▶ _Work to be completed_
The span to be transcribed begins with the line that contains "[mark] the white sign" and ends with the last line of the listing; copy it exactly and include nothing else.
______________________________
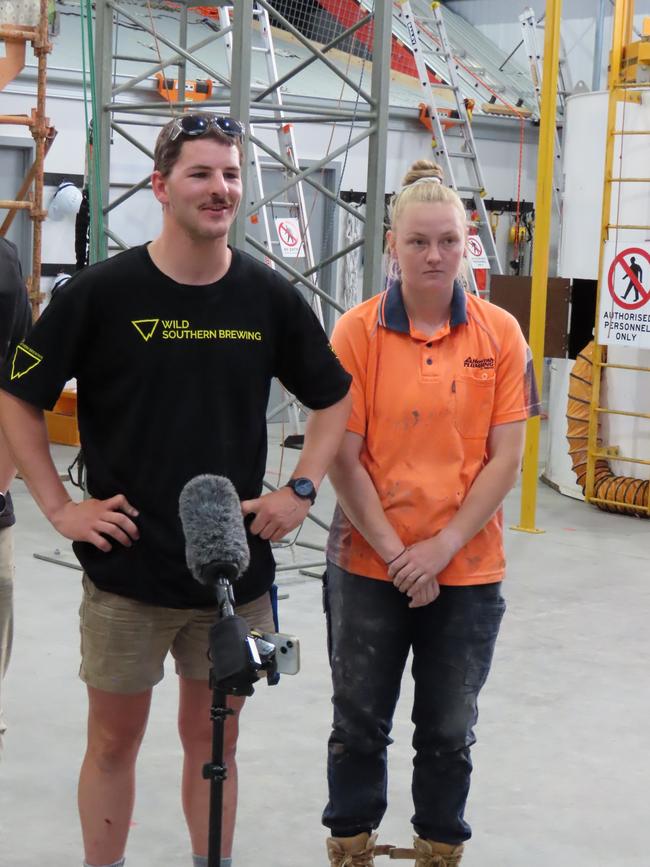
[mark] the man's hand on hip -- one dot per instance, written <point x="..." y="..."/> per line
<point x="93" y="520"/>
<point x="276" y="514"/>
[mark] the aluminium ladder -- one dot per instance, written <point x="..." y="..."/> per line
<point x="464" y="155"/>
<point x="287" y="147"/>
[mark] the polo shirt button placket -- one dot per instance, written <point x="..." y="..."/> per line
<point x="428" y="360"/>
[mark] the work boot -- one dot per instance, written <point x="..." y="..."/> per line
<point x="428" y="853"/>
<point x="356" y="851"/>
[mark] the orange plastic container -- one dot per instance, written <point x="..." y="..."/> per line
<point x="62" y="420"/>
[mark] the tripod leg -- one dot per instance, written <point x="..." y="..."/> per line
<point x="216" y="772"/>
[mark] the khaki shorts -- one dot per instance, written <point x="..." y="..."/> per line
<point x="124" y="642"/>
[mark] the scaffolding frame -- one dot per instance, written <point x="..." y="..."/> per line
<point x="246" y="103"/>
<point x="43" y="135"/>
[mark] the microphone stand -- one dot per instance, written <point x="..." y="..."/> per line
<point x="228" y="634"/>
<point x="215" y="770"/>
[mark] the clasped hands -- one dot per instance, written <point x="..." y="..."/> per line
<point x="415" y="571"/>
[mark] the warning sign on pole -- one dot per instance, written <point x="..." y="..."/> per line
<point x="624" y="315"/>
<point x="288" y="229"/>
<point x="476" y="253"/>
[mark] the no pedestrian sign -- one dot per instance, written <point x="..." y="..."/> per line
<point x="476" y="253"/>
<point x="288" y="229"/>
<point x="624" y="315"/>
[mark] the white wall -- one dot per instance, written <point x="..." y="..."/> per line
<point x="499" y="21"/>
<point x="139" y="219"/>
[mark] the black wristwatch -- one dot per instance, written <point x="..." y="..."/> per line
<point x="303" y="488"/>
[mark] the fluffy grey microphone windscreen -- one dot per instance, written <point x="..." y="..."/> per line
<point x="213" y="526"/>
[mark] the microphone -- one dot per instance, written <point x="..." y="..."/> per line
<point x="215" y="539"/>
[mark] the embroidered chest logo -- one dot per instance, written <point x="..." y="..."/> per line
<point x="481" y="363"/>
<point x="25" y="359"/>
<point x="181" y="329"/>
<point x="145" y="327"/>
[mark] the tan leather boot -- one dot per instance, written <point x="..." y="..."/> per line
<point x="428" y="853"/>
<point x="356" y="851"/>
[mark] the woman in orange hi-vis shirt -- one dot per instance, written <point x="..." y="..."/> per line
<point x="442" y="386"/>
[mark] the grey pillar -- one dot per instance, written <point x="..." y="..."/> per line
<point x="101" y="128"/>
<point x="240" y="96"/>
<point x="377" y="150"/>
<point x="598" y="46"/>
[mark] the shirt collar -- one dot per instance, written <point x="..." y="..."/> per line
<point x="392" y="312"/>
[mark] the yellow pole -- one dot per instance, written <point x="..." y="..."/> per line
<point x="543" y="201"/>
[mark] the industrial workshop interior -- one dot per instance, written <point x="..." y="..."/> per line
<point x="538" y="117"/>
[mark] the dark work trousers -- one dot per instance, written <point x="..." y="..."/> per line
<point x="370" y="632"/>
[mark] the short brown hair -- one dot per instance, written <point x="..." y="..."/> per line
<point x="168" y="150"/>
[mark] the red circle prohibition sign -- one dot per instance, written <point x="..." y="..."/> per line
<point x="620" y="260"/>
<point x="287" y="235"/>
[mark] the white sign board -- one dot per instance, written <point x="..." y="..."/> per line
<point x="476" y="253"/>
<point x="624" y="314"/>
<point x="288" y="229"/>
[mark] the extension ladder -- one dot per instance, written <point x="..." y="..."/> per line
______________________________
▶ _Response to this exercise_
[mark] the white sign board -- one dot per instance, written <point x="..." y="..."/> per line
<point x="476" y="253"/>
<point x="624" y="314"/>
<point x="288" y="229"/>
[mark] the extension ladder -- one dot per instance, written <point x="..." y="..."/> per line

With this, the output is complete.